== TEXT FOR ANALYSIS ==
......

In 1989, Francis Collins and Lap-Chee Tsui identified the gene responsible for cystic fibrosis—CFTR—after four years of painstaking work. The discovery made headlines worldwide. Families celebrated. Researchers declared it a breakthrough.
But then came the hard part.
Knowing that CFTR mutations caused cystic fibrosis didn’t explain how. What did the CFTR protein actually do? Why did losing it fill lungs with mucus? Could you fix the disease by restoring the protein? And which of the 2,000+ different CFTR mutations could be treated the same way?
These questions required a completely different toolkit. Not sequencing or statistics, but experimental manipulation: knocking out genes in cells, measuring what changed, testing whether restoring function rescued the disease. It took another decade of reverse genetics—creating cell lines and mouse models with precise CFTR mutations—before researchers understood that CFTR was a chloride channel, that its loss disrupted ion transport, and that different mutations affected protein folding, trafficking, or function in distinct ways.

......

== DESCRIPTION OF THE TASK ==
Turn the paragraph of the cystic fibrosis text that begins "These questions required" into a short bulleted list that keeps its main facts.

== DATA EXCERPTS ==
......

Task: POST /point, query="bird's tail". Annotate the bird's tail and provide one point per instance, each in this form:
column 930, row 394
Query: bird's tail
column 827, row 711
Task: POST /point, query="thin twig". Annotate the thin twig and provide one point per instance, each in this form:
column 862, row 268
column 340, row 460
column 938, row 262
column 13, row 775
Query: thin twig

......

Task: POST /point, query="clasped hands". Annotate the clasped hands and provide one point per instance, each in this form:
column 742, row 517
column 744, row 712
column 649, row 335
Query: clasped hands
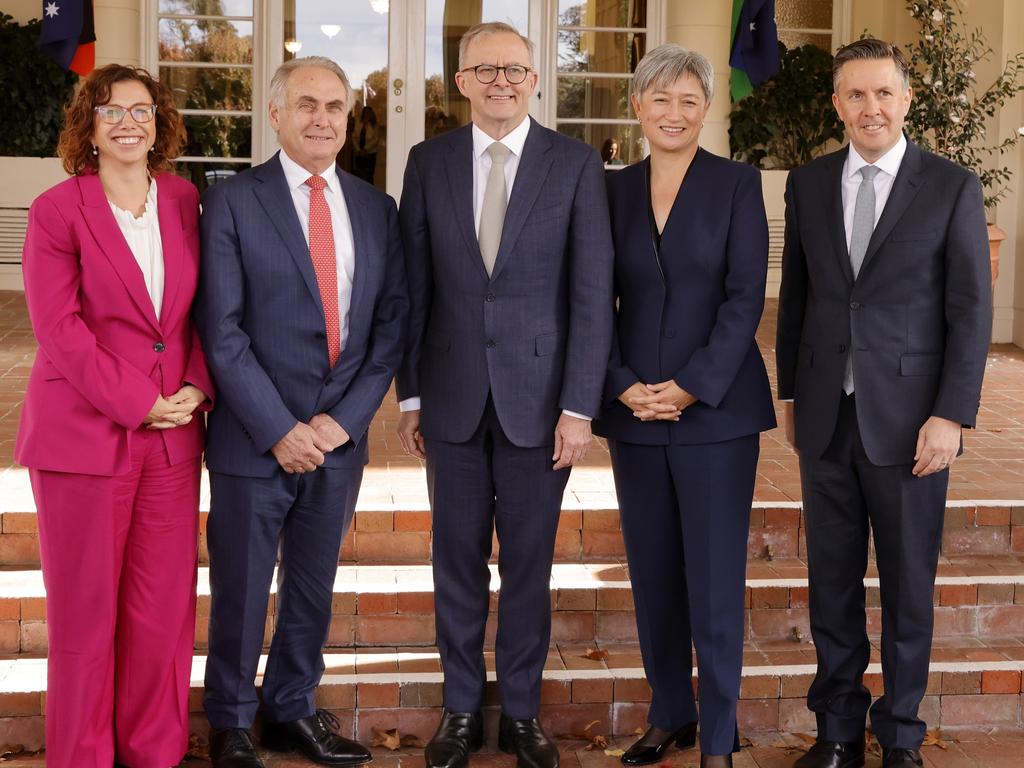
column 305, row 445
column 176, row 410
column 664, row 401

......

== RESPONSE TO THE EXERCISE ==
- The questions needed a different toolkit: experimental manipulation, not sequencing or statistics.
- This meant knocking out genes in cells, measuring what changed, and testing whether restoring function rescued the disease.
- It took another decade of reverse genetics, creating cell lines and mouse models with precise CFTR mutations.
- Researchers then understood that CFTR was a chloride channel and that its loss disrupted ion transport.
- They also found that different mutations affected protein folding, trafficking, or function in distinct ways.